Control of the Circadian Rhythm of Activity in the Cockroach : II. The Role of the Sub-Oesophageal Ganglion and Ventral Nerve Cord

JOHN BRADY 1

1 Zoological Laboratoy Downing Street, Cambridge; Houghton Poultry Research Station, Houghton, Huntingdon, U.K.

1. Since 1955 Harker's work on the control of cockroach activity rhythms by a hormonal clock in the sub-oesophageal ganglion has stood largely unchallenged, but recently Roberts (1966) has questioned several of her claims; in particular he finds it impossible to transfer rhythms by implanting this ganglion.

2. Sub-oesophageal ganglia from rhythmic donors were implanted into 29 headless Periplaneta americana in a variety of ways and three different actographs used. In 2 cases the hosts showed bursts of activity for 2 or 3 days after implantation, roughly coincident with the donor's previous rhythm; a further 8 implanted animals showed rather uncertain signs of an induced rhythm, but the remaimng 19 were all apparently arrhythmic.

3. Cauterization of the neurosecretory cells of the sub-oesophageal ganglion in situ showed that cockroaches can remain rhythmic in the absence of the cells described by Harker (1960c), and probably in the absence of all cells in this ganglion which are stained by paraldehyde-fuchsin.

○ ○ ○ ○

- Required action A:
Answer these questions from the cockroach rhythm abstract:
(i) Who questioned Harker's claims in 1966?
(ii) Into how many headless Periplaneta americana were sub-oesophageal ganglia implanted?
(iii) What stain is named for the cells in the sub-oesophageal ganglion?
- Required action B: Print the part of the cockroach rhythm abstract starting at "Control of the" and ending at "Houghton, Huntingdon, U.K.".
- Required action C: Write what follows the last sentence of the cockroach rhythm abstract.

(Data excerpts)
○ ○ ○ ○

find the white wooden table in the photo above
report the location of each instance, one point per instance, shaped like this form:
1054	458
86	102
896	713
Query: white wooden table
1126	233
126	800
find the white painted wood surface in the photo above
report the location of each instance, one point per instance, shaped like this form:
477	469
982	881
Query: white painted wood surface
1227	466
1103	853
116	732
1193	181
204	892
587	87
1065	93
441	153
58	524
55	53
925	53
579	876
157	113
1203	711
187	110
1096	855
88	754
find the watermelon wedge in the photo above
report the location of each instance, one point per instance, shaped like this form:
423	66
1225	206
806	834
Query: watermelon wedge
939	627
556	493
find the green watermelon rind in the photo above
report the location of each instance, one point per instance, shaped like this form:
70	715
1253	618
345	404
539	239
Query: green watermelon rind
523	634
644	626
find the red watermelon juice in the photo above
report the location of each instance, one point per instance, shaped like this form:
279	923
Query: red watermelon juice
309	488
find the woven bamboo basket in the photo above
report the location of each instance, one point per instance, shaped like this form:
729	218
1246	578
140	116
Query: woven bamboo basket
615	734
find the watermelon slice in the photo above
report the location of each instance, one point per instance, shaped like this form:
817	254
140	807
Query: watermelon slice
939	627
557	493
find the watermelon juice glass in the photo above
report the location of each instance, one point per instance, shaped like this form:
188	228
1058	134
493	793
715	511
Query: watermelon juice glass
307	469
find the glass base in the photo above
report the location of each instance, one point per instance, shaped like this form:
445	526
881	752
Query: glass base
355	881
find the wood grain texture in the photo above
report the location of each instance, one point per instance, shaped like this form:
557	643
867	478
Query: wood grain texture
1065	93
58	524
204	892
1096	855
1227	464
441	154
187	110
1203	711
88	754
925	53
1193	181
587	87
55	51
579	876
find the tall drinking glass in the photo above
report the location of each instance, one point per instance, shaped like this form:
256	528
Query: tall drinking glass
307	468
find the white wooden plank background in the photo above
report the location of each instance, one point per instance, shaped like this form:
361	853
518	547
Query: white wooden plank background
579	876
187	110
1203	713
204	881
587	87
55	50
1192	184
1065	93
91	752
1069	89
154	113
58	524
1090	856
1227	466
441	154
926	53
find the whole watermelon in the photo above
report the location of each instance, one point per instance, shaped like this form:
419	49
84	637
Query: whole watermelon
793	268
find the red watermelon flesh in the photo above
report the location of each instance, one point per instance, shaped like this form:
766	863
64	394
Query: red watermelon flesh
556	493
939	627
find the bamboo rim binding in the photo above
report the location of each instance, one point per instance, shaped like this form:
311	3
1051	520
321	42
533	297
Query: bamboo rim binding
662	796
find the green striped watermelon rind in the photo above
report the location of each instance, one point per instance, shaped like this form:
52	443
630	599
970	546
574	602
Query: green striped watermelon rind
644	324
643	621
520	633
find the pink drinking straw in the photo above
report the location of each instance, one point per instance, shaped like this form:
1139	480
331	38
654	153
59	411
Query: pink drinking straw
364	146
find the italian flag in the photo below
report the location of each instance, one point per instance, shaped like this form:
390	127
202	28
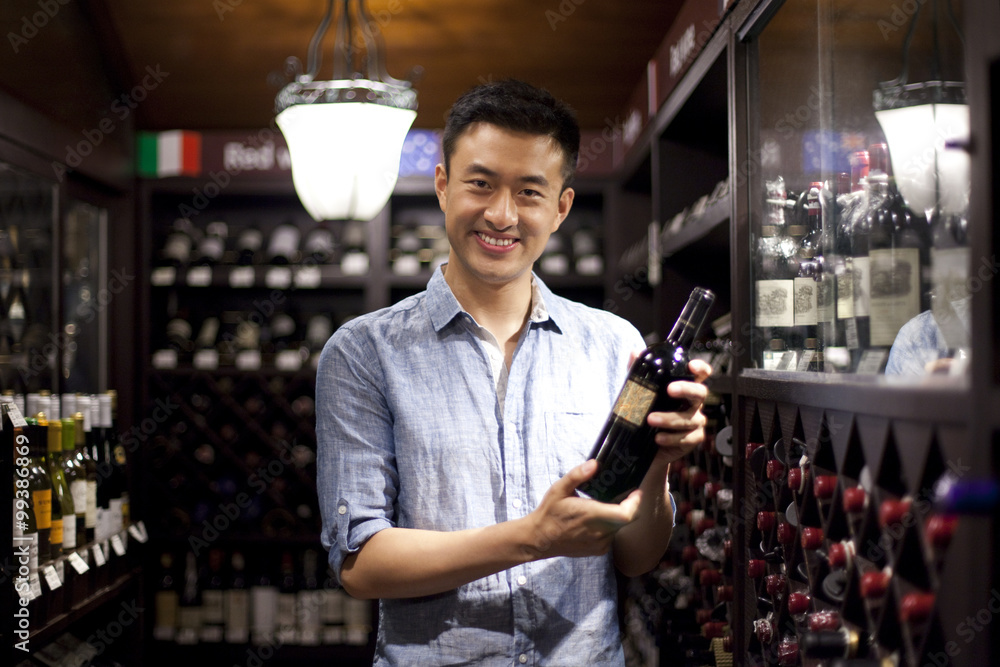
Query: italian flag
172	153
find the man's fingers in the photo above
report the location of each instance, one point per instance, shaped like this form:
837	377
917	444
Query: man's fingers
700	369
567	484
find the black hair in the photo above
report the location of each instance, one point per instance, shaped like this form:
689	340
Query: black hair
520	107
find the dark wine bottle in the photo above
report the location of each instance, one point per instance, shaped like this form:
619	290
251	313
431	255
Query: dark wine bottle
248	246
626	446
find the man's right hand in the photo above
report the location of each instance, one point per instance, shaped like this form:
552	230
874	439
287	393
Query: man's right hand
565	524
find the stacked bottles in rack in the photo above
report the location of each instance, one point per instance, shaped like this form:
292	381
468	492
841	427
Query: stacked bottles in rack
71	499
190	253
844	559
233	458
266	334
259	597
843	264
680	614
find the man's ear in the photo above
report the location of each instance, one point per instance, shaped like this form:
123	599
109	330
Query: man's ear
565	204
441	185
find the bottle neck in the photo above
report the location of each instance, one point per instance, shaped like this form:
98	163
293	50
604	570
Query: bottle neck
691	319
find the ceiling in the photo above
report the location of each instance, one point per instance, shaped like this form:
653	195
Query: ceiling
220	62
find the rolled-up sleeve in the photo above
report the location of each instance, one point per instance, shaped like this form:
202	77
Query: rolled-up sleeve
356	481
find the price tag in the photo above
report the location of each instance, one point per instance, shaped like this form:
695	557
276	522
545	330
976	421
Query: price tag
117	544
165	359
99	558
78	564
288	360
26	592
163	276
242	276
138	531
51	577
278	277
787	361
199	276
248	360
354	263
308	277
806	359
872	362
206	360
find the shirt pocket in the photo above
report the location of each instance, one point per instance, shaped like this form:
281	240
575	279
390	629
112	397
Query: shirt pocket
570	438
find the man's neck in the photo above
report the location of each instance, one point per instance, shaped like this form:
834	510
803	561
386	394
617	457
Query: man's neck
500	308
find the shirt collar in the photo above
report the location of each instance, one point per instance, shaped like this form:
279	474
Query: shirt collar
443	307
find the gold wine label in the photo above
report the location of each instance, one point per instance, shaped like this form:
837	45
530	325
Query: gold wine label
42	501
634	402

○ ○ ○ ○

- Expected output A:
(i) Roberts
(ii) 29
(iii) Paraldehyde-fuchsin

- Expected output B:
Control of the Circadian Rhythm of Activity in the Cockroach : II. The Role of the Sub-Oesophageal Ganglion and Ventral Nerve Cord

JOHN BRADY 1

1 Zoological Laboratoy Downing Street, Cambridge; Houghton Poultry Research Station, Houghton, Huntingdon, U.K.

- Expected output C:
4. Implantation of abdominal ganglia plus their respective neurohaemal organs (Brady & Maddrell, 1967) did not elicit rhythms in eight headless hosts.

5. Cutting the circum-oesophageal commissures, or post-sub-oesophageal ganglion connectives, like beheading, appears to interfere seriously with the rhythmic expression of activity; one animal remained apparently rhythmic after this operation, however.

6. Harker's proposal for a second clock (1960b requires that phase-shifts of less than 5 hr. shall be completed within a single activity cycle; this did not occur in the twelve cases observed, phase-shifting being gradual and taking several days before reaching the entrained steady-state.

7. It is suggested that most of the divergent results of Harker, Roberts and Brady could be plausibly correlated if cockroaches have an electrical pace-maker in the brain co-ordinating rather ephemeral neuro-endocrine rhythms in the nerve-cord ganglia.